(Box annotations for photos)
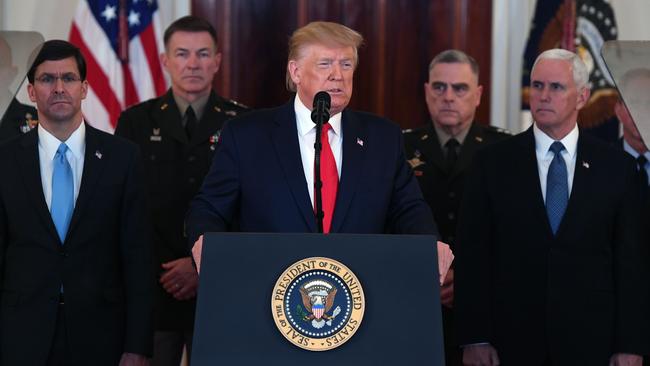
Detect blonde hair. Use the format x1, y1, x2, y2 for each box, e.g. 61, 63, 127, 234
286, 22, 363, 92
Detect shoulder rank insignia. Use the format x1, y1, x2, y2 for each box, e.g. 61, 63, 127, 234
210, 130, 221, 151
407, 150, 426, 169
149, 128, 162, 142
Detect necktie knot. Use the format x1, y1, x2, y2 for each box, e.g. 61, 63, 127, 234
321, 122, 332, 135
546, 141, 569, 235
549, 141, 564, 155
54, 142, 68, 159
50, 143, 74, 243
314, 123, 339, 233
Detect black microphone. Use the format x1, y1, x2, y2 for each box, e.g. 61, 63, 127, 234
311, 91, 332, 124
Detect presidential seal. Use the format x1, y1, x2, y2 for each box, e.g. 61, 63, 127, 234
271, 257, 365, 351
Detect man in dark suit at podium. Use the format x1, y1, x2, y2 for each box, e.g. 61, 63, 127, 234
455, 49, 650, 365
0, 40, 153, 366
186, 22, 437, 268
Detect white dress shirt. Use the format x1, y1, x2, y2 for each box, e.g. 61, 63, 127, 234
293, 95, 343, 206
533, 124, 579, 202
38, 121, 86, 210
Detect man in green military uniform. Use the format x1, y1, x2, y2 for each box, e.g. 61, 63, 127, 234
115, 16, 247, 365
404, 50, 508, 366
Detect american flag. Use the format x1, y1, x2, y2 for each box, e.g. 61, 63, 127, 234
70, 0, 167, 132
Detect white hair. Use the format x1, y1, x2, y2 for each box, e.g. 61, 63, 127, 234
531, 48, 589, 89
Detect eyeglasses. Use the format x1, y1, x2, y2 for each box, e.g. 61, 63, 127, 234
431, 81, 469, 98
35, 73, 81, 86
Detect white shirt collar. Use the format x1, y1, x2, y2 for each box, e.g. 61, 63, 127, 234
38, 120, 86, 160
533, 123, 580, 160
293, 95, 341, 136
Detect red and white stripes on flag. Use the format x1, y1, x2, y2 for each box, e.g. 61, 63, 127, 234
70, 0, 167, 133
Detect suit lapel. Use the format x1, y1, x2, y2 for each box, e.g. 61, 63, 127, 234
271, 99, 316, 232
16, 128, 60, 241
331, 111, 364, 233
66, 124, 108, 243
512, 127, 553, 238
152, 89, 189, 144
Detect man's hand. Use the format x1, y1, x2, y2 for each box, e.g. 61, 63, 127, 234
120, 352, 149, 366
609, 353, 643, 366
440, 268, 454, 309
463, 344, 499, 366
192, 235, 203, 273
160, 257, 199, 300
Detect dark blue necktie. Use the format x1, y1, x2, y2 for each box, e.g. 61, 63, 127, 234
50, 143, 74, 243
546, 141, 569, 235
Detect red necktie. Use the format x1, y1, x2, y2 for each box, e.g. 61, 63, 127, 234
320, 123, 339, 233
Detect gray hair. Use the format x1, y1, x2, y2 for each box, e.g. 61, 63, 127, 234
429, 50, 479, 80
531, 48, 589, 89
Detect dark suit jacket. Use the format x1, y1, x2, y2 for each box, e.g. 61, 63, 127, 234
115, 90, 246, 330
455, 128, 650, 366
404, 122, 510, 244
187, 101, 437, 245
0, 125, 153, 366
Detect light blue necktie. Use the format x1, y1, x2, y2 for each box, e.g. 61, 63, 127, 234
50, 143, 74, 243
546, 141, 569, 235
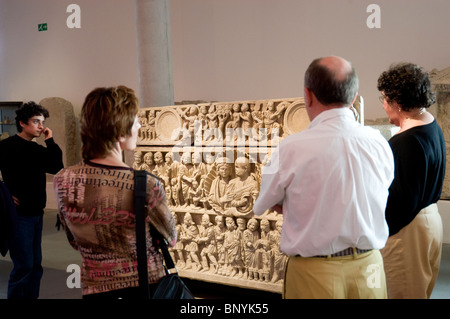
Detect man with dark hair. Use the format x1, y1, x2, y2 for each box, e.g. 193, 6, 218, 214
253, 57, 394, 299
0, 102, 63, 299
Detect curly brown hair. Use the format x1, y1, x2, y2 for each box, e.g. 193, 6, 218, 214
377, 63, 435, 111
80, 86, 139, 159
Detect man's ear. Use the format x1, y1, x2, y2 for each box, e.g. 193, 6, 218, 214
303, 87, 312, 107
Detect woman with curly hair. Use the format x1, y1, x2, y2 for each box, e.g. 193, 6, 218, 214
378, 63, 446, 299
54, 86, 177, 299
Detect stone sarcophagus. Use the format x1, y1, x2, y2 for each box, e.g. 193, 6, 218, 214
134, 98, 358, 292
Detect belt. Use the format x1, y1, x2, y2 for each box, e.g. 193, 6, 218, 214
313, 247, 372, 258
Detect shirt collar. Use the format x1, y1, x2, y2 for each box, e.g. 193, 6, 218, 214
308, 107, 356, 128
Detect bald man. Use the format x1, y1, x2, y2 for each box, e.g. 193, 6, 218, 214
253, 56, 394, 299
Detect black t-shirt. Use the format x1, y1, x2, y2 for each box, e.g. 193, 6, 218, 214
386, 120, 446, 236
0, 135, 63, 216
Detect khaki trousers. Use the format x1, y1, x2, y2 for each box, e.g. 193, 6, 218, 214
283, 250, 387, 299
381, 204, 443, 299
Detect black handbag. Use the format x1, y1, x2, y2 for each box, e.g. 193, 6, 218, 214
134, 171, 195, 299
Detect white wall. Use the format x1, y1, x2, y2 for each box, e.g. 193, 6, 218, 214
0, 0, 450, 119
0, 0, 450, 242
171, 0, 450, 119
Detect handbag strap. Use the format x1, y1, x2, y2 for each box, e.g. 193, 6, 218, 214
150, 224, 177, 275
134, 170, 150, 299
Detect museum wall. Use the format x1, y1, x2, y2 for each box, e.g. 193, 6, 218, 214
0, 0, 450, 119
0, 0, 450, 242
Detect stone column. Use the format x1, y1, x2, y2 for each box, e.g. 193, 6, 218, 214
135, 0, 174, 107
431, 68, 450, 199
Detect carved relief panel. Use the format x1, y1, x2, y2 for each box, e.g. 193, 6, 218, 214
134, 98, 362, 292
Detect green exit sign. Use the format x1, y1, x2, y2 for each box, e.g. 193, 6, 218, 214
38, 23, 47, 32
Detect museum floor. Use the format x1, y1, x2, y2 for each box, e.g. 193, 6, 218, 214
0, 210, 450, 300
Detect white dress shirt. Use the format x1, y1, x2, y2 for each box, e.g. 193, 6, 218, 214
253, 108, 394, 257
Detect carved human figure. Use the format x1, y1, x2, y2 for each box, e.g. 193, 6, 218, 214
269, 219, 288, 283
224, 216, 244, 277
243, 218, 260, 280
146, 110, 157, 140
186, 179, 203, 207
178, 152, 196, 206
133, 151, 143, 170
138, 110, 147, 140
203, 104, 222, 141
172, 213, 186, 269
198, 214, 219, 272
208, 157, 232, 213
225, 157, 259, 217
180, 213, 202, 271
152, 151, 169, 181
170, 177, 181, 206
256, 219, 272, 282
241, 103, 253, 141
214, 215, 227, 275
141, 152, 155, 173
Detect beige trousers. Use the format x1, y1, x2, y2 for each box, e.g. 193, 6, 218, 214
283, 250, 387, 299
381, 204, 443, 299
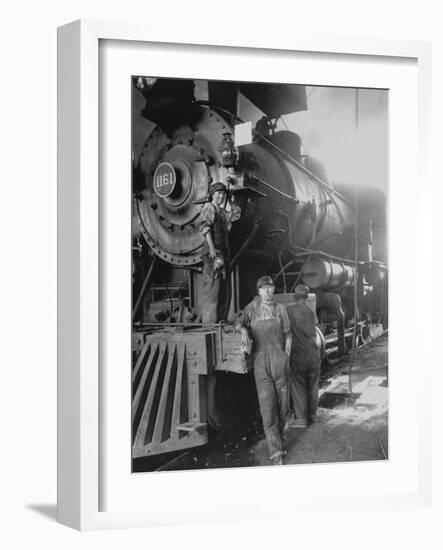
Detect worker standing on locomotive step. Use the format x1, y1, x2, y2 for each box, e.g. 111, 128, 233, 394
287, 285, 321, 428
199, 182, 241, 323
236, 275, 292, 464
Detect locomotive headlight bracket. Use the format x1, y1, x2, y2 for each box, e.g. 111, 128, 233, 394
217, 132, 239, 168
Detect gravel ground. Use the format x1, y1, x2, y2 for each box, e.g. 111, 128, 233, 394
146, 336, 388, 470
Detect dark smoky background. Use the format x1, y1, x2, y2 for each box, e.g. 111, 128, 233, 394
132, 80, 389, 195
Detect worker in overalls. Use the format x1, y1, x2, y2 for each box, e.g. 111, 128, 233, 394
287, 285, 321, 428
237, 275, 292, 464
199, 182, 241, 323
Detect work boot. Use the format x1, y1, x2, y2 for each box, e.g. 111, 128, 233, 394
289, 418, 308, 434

▶ [Directive]: Reproduce the data word for word, covering the stretch from its start through the line that contains "149, 128, 162, 142". Leave the pictures out.

▶ [Correct result]:
Detect blonde hair. Use the format x1, y1, x2, y2 for each box, e.g. 61, 63, 127, 234
286, 22, 363, 92
Detect shoulder rank insignia. Use the format x1, y1, x2, y2 for each box, e.g. 61, 63, 127, 234
210, 130, 221, 151
407, 150, 426, 169
149, 128, 162, 142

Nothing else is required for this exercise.